START RECORD SET
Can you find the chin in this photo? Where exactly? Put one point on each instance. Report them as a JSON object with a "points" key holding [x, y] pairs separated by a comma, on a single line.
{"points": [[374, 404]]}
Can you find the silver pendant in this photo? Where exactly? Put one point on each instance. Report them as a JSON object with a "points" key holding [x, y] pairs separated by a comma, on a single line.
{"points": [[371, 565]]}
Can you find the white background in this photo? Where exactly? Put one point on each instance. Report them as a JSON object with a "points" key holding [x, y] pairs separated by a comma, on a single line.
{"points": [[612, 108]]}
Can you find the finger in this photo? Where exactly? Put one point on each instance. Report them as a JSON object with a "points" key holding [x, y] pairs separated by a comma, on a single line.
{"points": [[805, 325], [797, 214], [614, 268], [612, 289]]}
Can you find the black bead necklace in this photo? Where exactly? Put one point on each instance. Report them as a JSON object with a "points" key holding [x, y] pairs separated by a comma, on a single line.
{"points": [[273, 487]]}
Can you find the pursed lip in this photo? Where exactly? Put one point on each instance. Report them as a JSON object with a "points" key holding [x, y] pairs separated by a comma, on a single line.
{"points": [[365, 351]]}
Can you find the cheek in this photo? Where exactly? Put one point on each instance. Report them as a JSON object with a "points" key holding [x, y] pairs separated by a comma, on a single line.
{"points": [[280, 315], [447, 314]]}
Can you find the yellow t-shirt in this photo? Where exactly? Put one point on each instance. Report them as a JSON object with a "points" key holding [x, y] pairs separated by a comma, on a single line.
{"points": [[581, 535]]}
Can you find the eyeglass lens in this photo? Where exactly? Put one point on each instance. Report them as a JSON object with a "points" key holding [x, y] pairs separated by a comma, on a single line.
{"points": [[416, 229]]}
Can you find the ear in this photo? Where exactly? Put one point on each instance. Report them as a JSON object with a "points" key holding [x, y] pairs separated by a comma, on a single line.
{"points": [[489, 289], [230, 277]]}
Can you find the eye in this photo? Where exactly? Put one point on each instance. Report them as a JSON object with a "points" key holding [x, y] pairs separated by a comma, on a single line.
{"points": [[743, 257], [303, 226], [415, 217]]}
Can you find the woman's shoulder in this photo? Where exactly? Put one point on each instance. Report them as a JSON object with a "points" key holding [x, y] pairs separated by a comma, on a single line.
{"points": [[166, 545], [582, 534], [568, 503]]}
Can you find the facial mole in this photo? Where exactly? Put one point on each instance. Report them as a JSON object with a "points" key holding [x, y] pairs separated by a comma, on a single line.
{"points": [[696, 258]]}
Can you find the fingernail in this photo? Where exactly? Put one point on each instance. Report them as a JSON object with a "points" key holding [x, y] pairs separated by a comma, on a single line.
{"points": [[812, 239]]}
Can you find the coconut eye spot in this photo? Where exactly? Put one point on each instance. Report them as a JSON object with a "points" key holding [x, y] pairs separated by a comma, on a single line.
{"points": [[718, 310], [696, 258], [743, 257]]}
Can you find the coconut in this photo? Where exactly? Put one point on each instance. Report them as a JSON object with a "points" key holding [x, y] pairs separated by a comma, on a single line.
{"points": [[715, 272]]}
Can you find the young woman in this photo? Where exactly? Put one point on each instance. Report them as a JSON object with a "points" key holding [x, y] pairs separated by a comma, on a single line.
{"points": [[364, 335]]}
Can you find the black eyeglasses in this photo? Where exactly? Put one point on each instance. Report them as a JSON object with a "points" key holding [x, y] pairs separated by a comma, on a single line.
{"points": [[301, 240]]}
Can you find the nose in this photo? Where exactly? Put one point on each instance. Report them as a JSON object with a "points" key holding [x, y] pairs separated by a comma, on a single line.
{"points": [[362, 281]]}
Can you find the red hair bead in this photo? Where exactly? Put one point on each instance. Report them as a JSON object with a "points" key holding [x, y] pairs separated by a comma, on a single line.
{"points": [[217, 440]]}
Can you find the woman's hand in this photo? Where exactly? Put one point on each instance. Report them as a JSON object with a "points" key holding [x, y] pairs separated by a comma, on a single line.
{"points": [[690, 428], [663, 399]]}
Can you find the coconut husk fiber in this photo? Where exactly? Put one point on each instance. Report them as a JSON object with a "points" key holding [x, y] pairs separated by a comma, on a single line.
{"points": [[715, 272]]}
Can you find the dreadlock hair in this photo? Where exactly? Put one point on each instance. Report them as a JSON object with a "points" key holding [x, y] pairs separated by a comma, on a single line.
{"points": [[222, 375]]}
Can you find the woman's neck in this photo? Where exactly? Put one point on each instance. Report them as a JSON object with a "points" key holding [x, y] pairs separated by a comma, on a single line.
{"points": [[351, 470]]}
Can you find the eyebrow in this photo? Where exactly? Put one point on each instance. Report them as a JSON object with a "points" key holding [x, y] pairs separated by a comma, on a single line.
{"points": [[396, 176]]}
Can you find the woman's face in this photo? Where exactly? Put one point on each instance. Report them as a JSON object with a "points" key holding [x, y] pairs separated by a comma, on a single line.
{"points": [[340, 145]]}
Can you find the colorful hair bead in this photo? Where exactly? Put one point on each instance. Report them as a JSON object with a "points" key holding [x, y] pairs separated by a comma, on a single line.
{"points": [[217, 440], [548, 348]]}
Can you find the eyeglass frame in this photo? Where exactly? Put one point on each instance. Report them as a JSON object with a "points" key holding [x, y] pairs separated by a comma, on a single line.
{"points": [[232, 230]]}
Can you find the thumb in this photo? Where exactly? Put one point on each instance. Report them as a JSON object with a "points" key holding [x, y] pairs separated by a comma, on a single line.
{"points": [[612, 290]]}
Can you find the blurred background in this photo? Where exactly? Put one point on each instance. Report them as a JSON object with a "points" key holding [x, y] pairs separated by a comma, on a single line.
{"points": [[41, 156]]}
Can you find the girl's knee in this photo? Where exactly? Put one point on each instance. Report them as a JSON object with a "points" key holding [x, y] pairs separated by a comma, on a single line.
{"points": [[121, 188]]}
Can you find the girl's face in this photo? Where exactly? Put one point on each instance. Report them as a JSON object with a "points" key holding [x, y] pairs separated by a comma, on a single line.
END RECORD SET
◆ **REQUIRED ACTION**: Without omission, return all of the records exactly as given.

◆ **ANSWER SPACE**:
Can you find the chin in this photo? Where exactly? Put one point on each instance. Report them as a JSON object with a "points" key holding [x, y] pairs separated by a comma, on a single line.
{"points": [[374, 404]]}
Can you find the silver pendant in this photo? Where exactly? Put one point on each instance. Report them as a JSON object with a "points" key holding [x, y] pairs separated by a comma, on a single line.
{"points": [[371, 565]]}
Can you find the white background in this photo? Where exactly? Put one point on each instance. Report them as a JSON object with a "points" key holding [x, y] pairs separated by a comma, on a single line.
{"points": [[612, 108]]}
Can you find the finger in this photo? Where exactly? Put one point on each instance. Report them as a JSON object with a "points" key holding [x, y] pairs separated by a comma, on a single line.
{"points": [[805, 325], [797, 214], [614, 268], [612, 289]]}
Can you find the black bead necklace in this photo? Where exactly? Put one point on each instance. Report them as a JSON object with a "points" key holding [x, y] pairs separated by a comma, on a single line.
{"points": [[273, 487]]}
Can you find the pursed lip in this photo? Where exactly? Put one point on each instance. Report them as a JSON object with a "points" key holding [x, y] pairs separated by a comma, on a single line.
{"points": [[365, 351]]}
Can you find the cheek in this photo? Where exactly? Put one point on each instance. Report them as a JSON object with a "points" key holding [x, y] pairs separated by a comma, on a single line.
{"points": [[280, 315], [447, 314]]}
Can you find the yellow t-shirt in this photo? Where exactly? Put one point on each instance. Report them as a JSON object with a "points" key holding [x, y] pairs separated by a comma, on a single line.
{"points": [[581, 535]]}
Can you find the eyeglass lens in this photo? Where exactly? Put one point on each instance. Report them as a JSON object with a "points" key holding [x, y] pairs separated by a comma, on a single line.
{"points": [[416, 229]]}
Can you find the ear in this photo? Where exactly? Put one point on each instance. Report them as a JSON object with a "points" key holding [x, y] pairs separated by a comma, on a single line.
{"points": [[489, 289], [230, 277]]}
Can you find the eye in this photo? Where exactly? Put one point on each instance. Report them as a JSON object with a "points" key holding [x, y] pairs separated by a comma, on a single line.
{"points": [[743, 257], [303, 226], [415, 217]]}
Can you find the woman's shoulder in this photo? Where exactly? Put one point on each instance. Report them as a JSON object with a "points" key holding [x, y] pairs separated by a comma, on a single line.
{"points": [[166, 545], [582, 534], [568, 503]]}
Can you find the facial mole in this photo? Where exactly? Put one point on each instance. Report them as a JSON object with a "points" key holding [x, y] pairs separated by a comma, on a single line.
{"points": [[696, 258]]}
Can you find the fingernail in this photo? Where exactly? Put one point on each instance. Report them as a JSON object with a "points" key holding [x, y] pairs separated by a comma, on a single line.
{"points": [[812, 239]]}
Can you find the coconut eye spot in this photo? Where exactly? Put one point on each instance. Report them as a JSON object with a "points" key holding [x, y] pairs separated by a comma, on a single line.
{"points": [[718, 310], [696, 258], [743, 257]]}
Can you find the coconut in this photo? Where exactly? Put one point on each instance. Report them as a JSON object with a "points" key holding [x, y] pairs separated by a comma, on a single line.
{"points": [[715, 272]]}
Can you find the young woman in this photo? Where exactly? Put one point on each instance. Report them as a JSON object with a "points" key holding [x, y] pairs separated by a comma, on a single line.
{"points": [[364, 335]]}
Can you find the black eyeglasses in this photo? Where exactly? Put one point on each instance. Report them as a JSON object with a "points" key holding [x, y] pairs separated by a comma, on a single line.
{"points": [[301, 240]]}
Can you find the nose in this photo? Where exactly? Put one point on each instance. Report them as a JSON object with a "points" key holding [x, y] pairs separated by a comma, on a single line.
{"points": [[362, 281]]}
Can you find the red hair bead in this photo? Where exactly? Put one point on each instance. Report them as a JSON object with a "points" key holding [x, y] pairs separated by a comma, on a single line.
{"points": [[217, 440]]}
Can you find the woman's hand in this photo? Where exactly? Put one point on each instance. Report them as a JSON object with a "points" key holding [x, y] pairs separated by a comma, on a single line.
{"points": [[690, 428], [663, 399]]}
Can you find the coconut husk fiber in this photo? Where exactly? Put one point on each instance. Report them as a JSON object with a "points" key holding [x, y] pairs separated by a comma, on a single line.
{"points": [[715, 272]]}
Can you find the dreadlock hair in this photo? Where exactly? Put one point on each instance. Report them as a JSON object with a "points" key holding [x, y] pairs separated by a comma, on a single line.
{"points": [[222, 375]]}
Can you find the woman's neck in this photo? Where exactly? Put one point on each instance. Report them as a JSON object with a "points" key holding [x, y] pairs separated by a comma, on a single line.
{"points": [[351, 470]]}
Can you find the eyebrow in this photo? Where exactly? Put one point on each instance. Report them as a JSON object with a "points" key holding [x, y] pairs separated by a comma, on a single line.
{"points": [[396, 176]]}
Can you find the woman's face in this photo? Where exactly? Put one point on each instance. Report them as a JSON object with a "points" key holding [x, y] pairs separated by a comma, on a single line.
{"points": [[340, 145]]}
Can you find the colorful hair bead in this photo? Where exactly? Put one point on each instance. Report them as a JSON object with a "points" key holding [x, y] pairs separated by a comma, on a single line.
{"points": [[217, 440], [548, 348]]}
Can you find the eyeglass frame in this photo? Where exactly? Put one point on each instance. Report them as a JSON object with a "points" key holding [x, y] pairs separated by a comma, on a single line.
{"points": [[232, 230]]}
Can you find the thumb in this photo? Where exactly? Put one point on each instance. Report them as a JSON object with a "points" key holding [x, y] pairs separated by a comma, on a single line.
{"points": [[612, 290]]}
Can you find the blurred background in this photo? Where exactly? Put one point on each instance. Report them as a JSON object with a "points" key holding [x, y] pairs separated by a comma, on a single line.
{"points": [[41, 156]]}
Can you find the girl's knee in this photo? Where exactly? Put one point on each instance. Report them as a JSON object with a "points" key holding [x, y] pairs separated by a comma, on a single line.
{"points": [[121, 188]]}
Can you find the girl's face in this photo? Where exactly? Put one point on each instance. Report them as a JSON object with a "points" key holding [x, y] pairs separated by a comma, on a single line.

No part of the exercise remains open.